作業項目 1 >> 本文のうち「2. インターネットトラフィック」を含む語句で始まり「62.6%、2018 年には 79.2%まで増加した。」で終わる部分を、「保有割合」を「所有率」に置き換えて書き直しなさい。

2. インターネットトラフィック
2-0. 初めに
本記事はインターネットトラフィックに関する調査を行った記事である.インターネットトラフィックの現状を書き記した.そして最後には,自分なりのインターネットトラフィックの特徴や将来についての分析・考察を上げた.
2-1. インターネット
インターネットは年々、その規模を拡大している。特に、近年のスマートフォンの普及
から、だれでも簡単・即座・どこからでもインターネットに接続ができるようになり、さ
らにインターネット利用者は急増した。国内では 2009 年までは、一世帯におけるスマー
トフォンの保有割合はほとんどゼロであったが、2010 年から徐々に保有割合は増え始め、
2013 年には 62.6%、2018 年には 79.2%まで増加した。
一方個人におけるスマートフォンの保有割合も増加し、2018 年には 64.7%になっている。このようにスマートフォンが普及する前までは、パソコンによるインターネット利用が多かった。現在でも、スマートフォンを除けば、端末別でのインターネット利用率(当該端末を用いてインターネットを利用したことのある人の比率)はパソコンが 48.2%とスマートフォンに次ぐ高い利用率となっている。
しかし、現在ではスマートフォンの利便性から、スマートフォンでインターネットを利用する人が増え、端末別でのインターネット利用率では 59.5%と一番高い割合となっている[1]。つまり、スマートフォンが普及することで、スマートフォンが一般的になる以前とは、比べ物にならない頻度でインターネットが使われるようになったということである。インターネットの利用者が増えれば、自然とインターネットトラフィックも増えてくる。インターネットの現在の状況に加え、その特徴・将来について自分なりの分析・考察を以下にまとめる。

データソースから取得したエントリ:
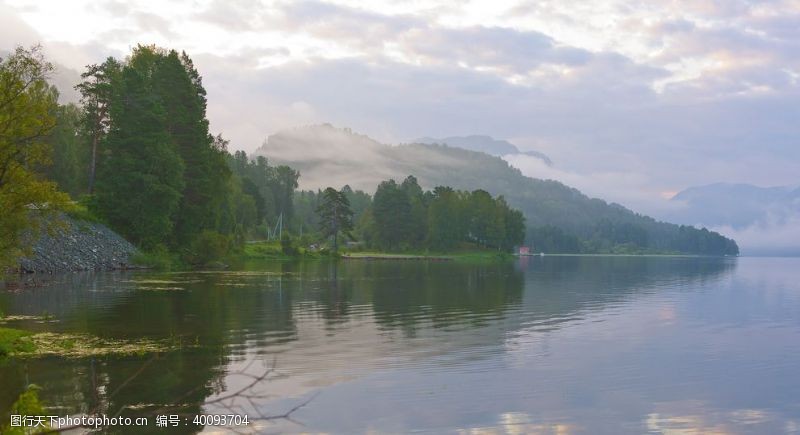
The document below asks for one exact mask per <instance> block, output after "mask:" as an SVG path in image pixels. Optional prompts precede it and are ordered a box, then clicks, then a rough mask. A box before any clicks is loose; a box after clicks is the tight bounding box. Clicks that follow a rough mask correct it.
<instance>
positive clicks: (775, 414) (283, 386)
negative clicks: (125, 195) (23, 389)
mask: <svg viewBox="0 0 800 435" xmlns="http://www.w3.org/2000/svg"><path fill="white" fill-rule="evenodd" d="M240 269H241V270H238V271H232V270H230V271H202V272H183V273H159V272H142V271H138V272H115V273H96V274H72V275H64V276H58V277H54V278H52V279H51V280H48V282H47V283H46V284H45V285H42V286H39V287H35V288H29V289H24V290H19V291H14V292H11V291H6V292H0V309H2V311H3V312H5V313H6V314H7V315H12V314H13V315H41V314H42V313H47V315H48V317H52V319H53V320H55V321H51V322H42V321H36V320H27V321H22V322H17V323H15V324H14V325H13V326H16V327H21V328H25V329H31V330H39V331H54V332H86V333H90V334H92V335H96V336H100V337H105V338H113V339H141V338H150V339H154V340H170V342H179V343H182V344H181V348H180V349H178V350H173V351H170V352H167V353H164V354H162V355H160V356H159V357H158V358H157V359H152V356H151V355H140V356H128V357H101V358H86V359H62V358H56V357H51V358H44V359H30V360H8V361H5V362H0V416H2V418H3V423H5V422H7V421H8V420H7V418H8V413H9V409H10V406H11V403H13V401H14V400H15V399H16V397H17V396H18V395H19V393H20V392H22V391H23V388H24V386H25V385H26V383H35V384H37V385H38V386H40V387H41V391H40V397H41V399H42V401H43V403H44V404H45V405H46V406H47V407H48V411H49V413H51V414H58V415H67V414H76V413H81V412H87V411H88V410H90V409H95V408H98V409H101V410H103V411H104V412H108V413H109V414H113V413H115V412H116V410H117V409H119V408H120V407H122V406H129V407H130V408H129V410H128V411H126V412H128V413H130V414H131V415H138V414H137V413H144V412H146V410H148V409H150V410H152V409H154V408H157V407H159V406H160V405H163V404H169V403H172V402H175V401H178V400H179V401H181V402H185V403H186V406H185V407H183V408H181V410H180V413H181V415H191V414H197V413H200V412H204V411H205V412H208V413H212V414H219V413H229V411H226V409H225V405H227V406H229V407H230V409H235V410H236V411H237V412H239V413H247V414H248V415H249V416H250V418H251V419H253V420H255V419H256V418H257V417H258V416H259V415H262V416H276V415H280V414H282V413H286V412H287V411H289V410H290V409H292V408H294V407H296V406H298V405H301V404H303V403H306V402H308V403H306V404H305V406H302V407H300V408H299V409H297V410H296V411H294V412H292V413H291V415H290V419H275V420H266V421H258V422H251V424H250V425H249V426H247V427H240V428H239V429H238V430H240V431H243V432H245V433H247V432H254V431H258V432H259V433H261V432H264V433H283V432H304V433H319V432H326V433H341V434H349V433H364V432H372V433H400V432H422V433H510V434H522V433H557V434H572V433H593V434H594V433H601V434H605V433H607V434H620V433H632V434H639V433H681V434H682V433H687V434H689V433H758V434H767V433H799V432H800V352H798V347H800V259H784V258H689V257H577V256H576V257H568V256H565V257H555V256H553V257H530V258H521V259H515V260H510V261H498V262H496V263H462V262H425V261H388V260H384V261H365V260H348V261H340V262H338V263H335V262H324V261H312V262H299V263H250V264H246V265H243V266H242V267H241V268H240ZM269 368H274V372H270V373H269V376H268V377H267V378H266V380H265V381H263V382H259V383H258V385H256V389H251V390H248V392H249V393H248V395H249V396H252V397H238V398H236V401H235V403H228V402H229V401H221V402H217V403H212V404H208V405H203V403H204V402H208V401H213V400H215V398H220V397H224V396H225V395H227V394H230V393H232V392H235V391H238V390H240V389H241V388H243V387H245V386H247V385H248V384H249V383H250V382H251V381H252V380H253V378H252V376H258V375H260V374H263V373H265V372H266V370H268V369H269ZM248 374H249V375H251V376H248ZM248 399H249V400H248ZM126 415H127V414H126ZM151 424H152V423H151ZM116 430H118V431H120V432H125V433H151V432H153V430H154V429H153V427H150V428H149V429H142V428H139V429H138V430H137V429H136V428H124V429H119V428H118V429H116ZM199 430H200V428H197V427H194V426H191V425H189V426H185V425H184V426H181V427H179V428H177V429H175V430H174V431H177V432H183V433H193V432H197V431H199ZM205 430H206V431H209V432H214V431H220V430H219V429H218V428H215V427H207V428H206V429H205Z"/></svg>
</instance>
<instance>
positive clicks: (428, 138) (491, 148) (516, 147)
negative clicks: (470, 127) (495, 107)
mask: <svg viewBox="0 0 800 435" xmlns="http://www.w3.org/2000/svg"><path fill="white" fill-rule="evenodd" d="M414 143H424V144H432V145H433V144H440V145H447V146H451V147H456V148H462V149H465V150H470V151H478V152H482V153H486V154H489V155H491V156H497V157H503V156H507V155H509V154H524V155H526V156H531V157H536V158H538V159H540V160H542V161H543V162H545V163H546V164H547V166H552V165H553V161H552V160H550V157H548V156H546V155H545V154H544V153H541V152H539V151H520V150H519V148H517V146H516V145H514V144H512V143H511V142H509V141H507V140H500V139H495V138H493V137H491V136H481V135H472V136H451V137H445V138H441V139H437V138H433V137H421V138H419V139H417V140H415V141H414Z"/></svg>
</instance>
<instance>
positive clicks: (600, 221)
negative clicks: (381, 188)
mask: <svg viewBox="0 0 800 435" xmlns="http://www.w3.org/2000/svg"><path fill="white" fill-rule="evenodd" d="M256 154H258V155H263V156H266V157H267V158H268V159H269V160H270V161H271V162H272V163H277V164H286V165H289V166H292V167H293V168H295V169H297V170H299V171H300V174H301V177H300V185H301V188H304V189H317V188H325V187H327V186H336V187H340V186H343V185H345V184H349V185H350V186H351V187H353V188H354V189H361V190H364V191H367V192H374V190H375V188H376V186H377V185H378V183H380V182H381V181H383V180H387V179H389V178H394V179H395V180H402V179H403V178H405V177H406V176H407V175H409V174H411V175H414V176H416V177H417V179H418V180H419V183H420V185H421V186H422V187H423V188H426V189H431V188H433V187H435V186H439V185H446V186H451V187H453V188H456V189H462V190H475V189H484V190H486V191H488V192H489V193H491V194H493V195H504V196H505V198H506V200H507V201H508V203H509V204H510V205H511V206H513V207H515V208H517V209H519V210H521V211H522V212H523V213H524V214H525V217H526V219H527V225H528V227H529V232H528V235H529V241H530V242H532V243H533V244H534V249H535V250H543V251H546V252H682V253H697V254H715V255H723V254H736V253H738V247H737V246H736V243H735V242H733V240H729V239H726V238H724V237H722V236H720V235H719V234H716V233H713V232H710V231H707V230H698V229H695V228H692V227H688V226H678V225H673V224H668V223H663V222H658V221H656V220H655V219H653V218H650V217H647V216H642V215H640V214H637V213H634V212H632V211H631V210H628V209H626V208H625V207H623V206H621V205H619V204H609V203H606V202H605V201H603V200H601V199H596V198H589V197H587V196H586V195H584V194H582V193H581V192H580V191H578V190H577V189H573V188H571V187H568V186H565V185H564V184H562V183H559V182H557V181H552V180H539V179H535V178H530V177H526V176H524V175H522V173H521V172H520V171H519V170H518V169H516V168H514V167H512V166H510V165H509V164H508V163H507V162H506V161H505V160H503V159H501V158H499V157H496V156H491V155H489V154H486V153H482V152H476V151H469V150H465V149H461V148H455V147H450V146H445V145H435V144H434V145H432V144H420V143H414V144H404V145H396V146H390V145H384V144H381V143H379V142H377V141H375V140H373V139H371V138H369V137H367V136H364V135H360V134H356V133H353V132H352V131H351V130H349V129H338V128H335V127H333V126H331V125H329V124H323V125H314V126H308V127H301V128H295V129H290V130H284V131H281V132H278V133H275V134H273V135H271V136H269V138H268V139H267V141H266V142H265V143H264V145H262V146H261V147H260V148H259V149H258V150H256Z"/></svg>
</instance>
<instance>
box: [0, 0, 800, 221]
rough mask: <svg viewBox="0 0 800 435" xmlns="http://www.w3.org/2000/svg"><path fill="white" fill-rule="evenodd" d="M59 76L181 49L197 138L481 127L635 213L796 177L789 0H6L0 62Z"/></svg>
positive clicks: (797, 171) (413, 131)
mask: <svg viewBox="0 0 800 435" xmlns="http://www.w3.org/2000/svg"><path fill="white" fill-rule="evenodd" d="M35 42H41V43H42V45H43V46H44V47H45V49H46V52H47V54H48V56H49V57H50V58H51V59H53V60H54V61H55V62H57V63H58V64H59V65H61V67H62V73H61V74H60V75H59V77H57V80H56V81H57V83H58V84H59V85H60V86H62V87H63V88H65V89H64V91H65V94H66V97H67V98H69V95H70V92H69V89H67V88H68V87H69V86H68V85H69V82H70V80H73V79H74V78H75V77H76V76H77V74H78V72H79V71H80V70H81V69H82V67H83V66H84V65H86V64H88V63H95V62H101V61H102V60H103V59H104V58H105V57H107V56H116V57H124V56H125V55H126V54H127V53H129V51H130V48H131V47H132V46H134V45H136V44H137V43H148V44H149V43H155V44H157V45H160V46H163V47H169V48H176V49H179V50H180V49H182V50H186V51H187V52H188V53H189V54H190V55H191V56H192V57H193V59H194V60H195V64H196V65H197V67H198V68H199V70H200V72H201V74H202V75H203V76H204V83H205V86H206V88H207V90H208V98H209V117H210V120H211V125H212V130H213V132H214V133H217V132H221V133H222V134H223V135H224V136H226V137H227V138H229V139H231V140H232V145H233V147H234V148H239V149H245V150H248V151H252V150H254V149H255V148H256V147H257V146H258V145H260V143H261V142H262V140H263V139H264V137H266V136H267V135H268V134H270V133H273V132H275V131H276V130H279V129H281V128H286V127H292V126H296V125H303V124H309V123H321V122H330V123H333V124H334V125H336V126H340V127H351V128H352V129H353V130H355V131H358V132H361V133H364V134H368V135H370V136H372V137H374V138H376V139H378V140H380V141H383V142H387V143H397V142H402V141H408V140H411V139H413V138H416V137H420V136H434V137H443V136H453V135H468V134H488V135H491V136H494V137H497V138H503V139H509V140H511V141H512V142H514V143H515V144H517V145H518V146H519V147H520V148H522V149H537V150H540V151H542V152H545V153H546V154H548V155H549V156H550V157H551V158H552V159H553V160H554V162H555V167H554V168H552V169H551V168H546V167H544V166H543V165H540V164H539V163H538V162H537V161H536V160H535V159H532V158H524V157H516V158H509V160H510V161H512V162H513V163H514V164H515V165H516V166H518V167H520V168H521V169H523V171H524V172H526V173H528V174H530V175H533V176H539V177H543V178H557V179H560V180H562V181H564V182H566V183H568V184H570V185H573V186H575V187H578V188H581V189H582V190H585V191H587V192H588V193H590V194H592V195H595V196H600V197H602V198H605V199H610V200H615V201H619V202H621V203H623V204H625V205H628V206H631V207H634V208H637V209H640V210H644V211H652V210H654V208H657V207H659V204H660V203H662V202H664V201H663V198H664V197H668V196H669V195H670V194H671V193H673V192H675V191H679V190H681V189H683V188H686V187H688V186H692V185H698V184H707V183H713V182H718V181H727V182H745V183H753V184H757V185H762V186H766V185H783V184H800V180H798V176H797V174H799V173H800V143H798V142H799V141H798V138H800V127H798V126H800V0H784V1H770V0H763V1H752V2H750V1H740V0H719V1H712V0H663V1H642V2H634V1H625V0H598V1H591V2H585V1H580V2H578V1H575V2H571V1H567V0H559V1H516V2H515V1H510V0H509V1H497V0H489V1H457V2H455V1H454V2H444V1H426V0H412V1H399V0H396V1H375V0H369V1H367V0H333V1H326V2H322V1H278V2H270V1H263V2H260V1H248V0H244V1H234V0H225V1H214V0H212V1H201V0H195V1H191V0H190V1H170V2H165V1H124V2H122V1H97V0H95V1H69V2H67V1H42V0H38V1H15V0H5V2H3V0H0V50H8V49H10V48H12V47H13V46H14V45H17V44H23V45H29V44H31V43H35Z"/></svg>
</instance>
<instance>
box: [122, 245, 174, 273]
mask: <svg viewBox="0 0 800 435" xmlns="http://www.w3.org/2000/svg"><path fill="white" fill-rule="evenodd" d="M131 262H132V263H133V264H136V265H138V266H142V267H146V268H149V269H155V270H173V269H176V268H179V267H180V266H181V264H182V263H181V261H180V257H179V256H178V255H177V254H175V253H173V252H170V251H169V250H168V249H167V247H166V246H164V245H156V246H154V247H153V248H151V249H150V250H147V251H144V250H139V252H137V253H136V254H135V255H134V256H133V257H132V258H131Z"/></svg>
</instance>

作業項目 2 >> エントリの冒頭から「negative clicks: (125, 195) (23, 389)」を含む行までを、両端の行も含めてそのまま書き写しなさい。ただし、画像は解答に含めないこと。

解答欄 1 >>
2. インターネットトラフィック
2-0. 初めに
本記事はインターネットトラフィックに関する調査を行った記事である.インターネットトラフィックの現状を書き記した.そして最後には,自分なりのインターネットトラフィックの特徴や将来についての分析・考察を上げた.
2-1. インターネット
インターネットは年々、その規模を拡大している。特に、近年のスマートフォンの普及
から、だれでも簡単・即座・どこからでもインターネットに接続ができるようになり、さ
らにインターネット利用者は急増した。国内では 2009 年までは、一世帯におけるスマー
トフォンの所有率はほとんどゼロであったが、2010 年から徐々に所有率は増え始め、
2013 年には 62.6%、2018 年には 79.2%まで増加した。

解答欄 2 >>
The document below asks for one exact mask per <instance> block, output after "mask:" as an SVG path in image pixels. Optional prompts precede it and are ordered a box, then clicks, then a rough mask. A box before any clicks is loose; a box after clicks is the tight bounding box. Clicks that follow a rough mask correct it.
<instance>
positive clicks: (775, 414) (283, 386)
negative clicks: (125, 195) (23, 389)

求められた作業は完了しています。